LISTE DES TÂCHES:
1. Reprenez mot pour mot le passage de l'article sur le Balai Citoyen qui commence par « Pour la première » et va jusqu'à « neutraliser les terroristes. ».
2. Répondez brièvement à ces questions sur l'article consacré au Balai Citoyen :
(a) À quelle date et dans quelle ville la conférence de presse a-t-elle eu lieu ?
(b) Quel est le nom du porte-parole du mouvement ?
(c) Comment appelle-t-on les civils armés pour aider à la lutte contre le terrorisme ?
3. Poursuivez l'article sur le Balai Citoyen à partir de sa dernière phrase.

EXTRAIT:
Le Balai Citoyen n’est pas du tout satisfait de la situation sécuritaire, et des scandales à répétition que connait le Burkina Faso ces dernières années. Il l’a fait savoir ce 11 juin 2020 à l’occasion d’une conférence de presse tenue à son siège à Ouagadougou.

Pour la première conférence de presse de l’année 2020, le Balai Citoyen a ratissé large. Les sujets d’actualité sont à la pelle et l’Organisation de la société civile (OSC) les a passées en revue. Les attaques terroristes ne faiblissent pas et continuent de faire davantage de victimes, aussi bien au sein des populations civiles que des Forces de défense et de sécurité. Mais le Balai constate qu’en face, la réponse du régime au pouvoir est largement en deçà des attentes.

Les conférenciers ont pointé du doigt les capacités opérationnelles de l’armée nationale qui demeurent insuffisantes, selon eux, pour garantir la sécurité sur l’ensemble du territoire. Ils en viennent à se demander pourquoi cette lenteur à fournir à l’Armée une puissance de feu suffisamment dissuasive pour neutraliser les terroristes.

« De notre conviction, le problème n’est ni le courage des hommes de rang, ni la compétence de nos officiers à dérouler une stratégie de sécurité et de défense adaptée à la situation. Le problème se situe au niveau des moyens (équipement, prime), de l’organisation (déploiement/localisation, nomination/responsabilisation, centre de décision, procédures) et des décisions politiques du régime actuel », a clamé Eric Ismaël Kinda, porte-parole du mouvement qui a introduit les échanges avec les journalistes.

Lui et ses camarades ont ainsi, « dénoncé avec la plus grande énergie » les tergiversations concernant notamment la dotation en armement adéquat des FDS, pendant ce temps, « ce sont des civils appelés « Volontaire pour la Défense de la Patrie (VDP) » qui sont armées ».


Des volontaires à encadrer

Le Balai Citoyen n’est pas contre l’institution des Volontaires pour la Défense de la Patrie (VDP) mis en place pour aider à la lutte contre le terrorisme. Par contre, il émet des réserves sur les modalités actuelles de leur opérationnalisation et de leur encadrement « qui comportent à bien des égards des indices dangereux pour l’avenir et doivent impérativement être revues ».

DONNÉES:
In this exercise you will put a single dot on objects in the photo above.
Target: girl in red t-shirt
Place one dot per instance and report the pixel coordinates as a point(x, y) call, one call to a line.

RÉPONSES DONNÉES:
1.
Pour la première conférence de presse de l’année 2020, le Balai Citoyen a ratissé large. Les sujets d’actualité sont à la pelle et l’Organisation de la société civile (OSC) les a passées en revue. Les attaques terroristes ne faiblissent pas et continuent de faire davantage de victimes, aussi bien au sein des populations civiles que des Forces de défense et de sécurité. Mais le Balai constate qu’en face, la réponse du régime au pouvoir est largement en deçà des attentes.

Les conférenciers ont pointé du doigt les capacités opérationnelles de l’armée nationale qui demeurent insuffisantes, selon eux, pour garantir la sécurité sur l’ensemble du territoire. Ils en viennent à se demander pourquoi cette lenteur à fournir à l’Armée une puissance de feu suffisamment dissuasive pour neutraliser les terroristes.

2.
(a) Le 11 juin 2020, à Ouagadougou.
(b) Eric Ismaël Kinda.
(c) Les Volontaires pour la Défense de la Patrie (VDP).

3.
Pour étayer sa position, l’OSC indexe la durée de formation de ces volontaires qui est de 14 jours. Selon les conférenciers, ce délai est largement insuffisant pour assimiler le maniement des armes, le civisme et le respect des droits humains. « Cela ne garantit en rien que ces volontaires puissent se départir de l’esprit de vendetta », préviennent-ils.

Les conséquences de ces insuffisances dans le recrutement et l’encadrement sont déjà visibles, moins d’une année après l’opérationnalisation de ces civils en armes. « De nombreuses bavures dans les régions du Sahel, du Centre-Nord et de l’Est par exemple leurs sont attribuées par des organisations de lutte et de défense des droits humains », ont ajouté les conférenciers.

Eric Ismaël Kinda, porte-parole du mouvement poursuit en expliquant que l’encadrement n’est pas seulement matériel, militaire et technique, mais doit intégrer des données comme le respect strict des droits de l’homme dans un contexte de démocratie.

« Dans cette crise sécuritaire, il y a ce qu’on appelle la stigmatisation des communautés. Ce sont des donnes qu’il faut absolument intégrer dans la formation des volontaires pour la défense de la patrie. Sans demander que la durée de leur formation soit la même que celle des militaire de façon classique, nous pensons qu’il y a des efforts à faire », a défendu le porte-parole du mouvement.

La mauvaise gouvernance l’autre mal à combattre

La presse ne cesse de révéler des scandales dans la gestion des affaires publiques. Pour le Balai Citoyen, c’est « véritablement affligeant, qu’un régime post-insurrectionnel puisse s’offrir le luxe d’un tel record de dossiers sales et d’impopularité en très peu de temps ». Alors que le dossier dit de « charbon fin » n’est pas encore élucidé, voilà désormais celle des « folles dépenses du Maire de Ouagadougou Armand Pierre Beouindé » et bien d’autres affaires qui impliquent des bonzes du régime.

Comment peut-on demander au peuple de se serrer la ceinture alors que les princes du jour ne montrent pas l’exemple ?, se demande l’OSC. Une occasion pour exhorter les Institutions de contrôle et de répression, notamment l’ASCE-LC, ainsi que la Justice à avoir un regard particulier sur le dossier qui accable le maire de la capitale.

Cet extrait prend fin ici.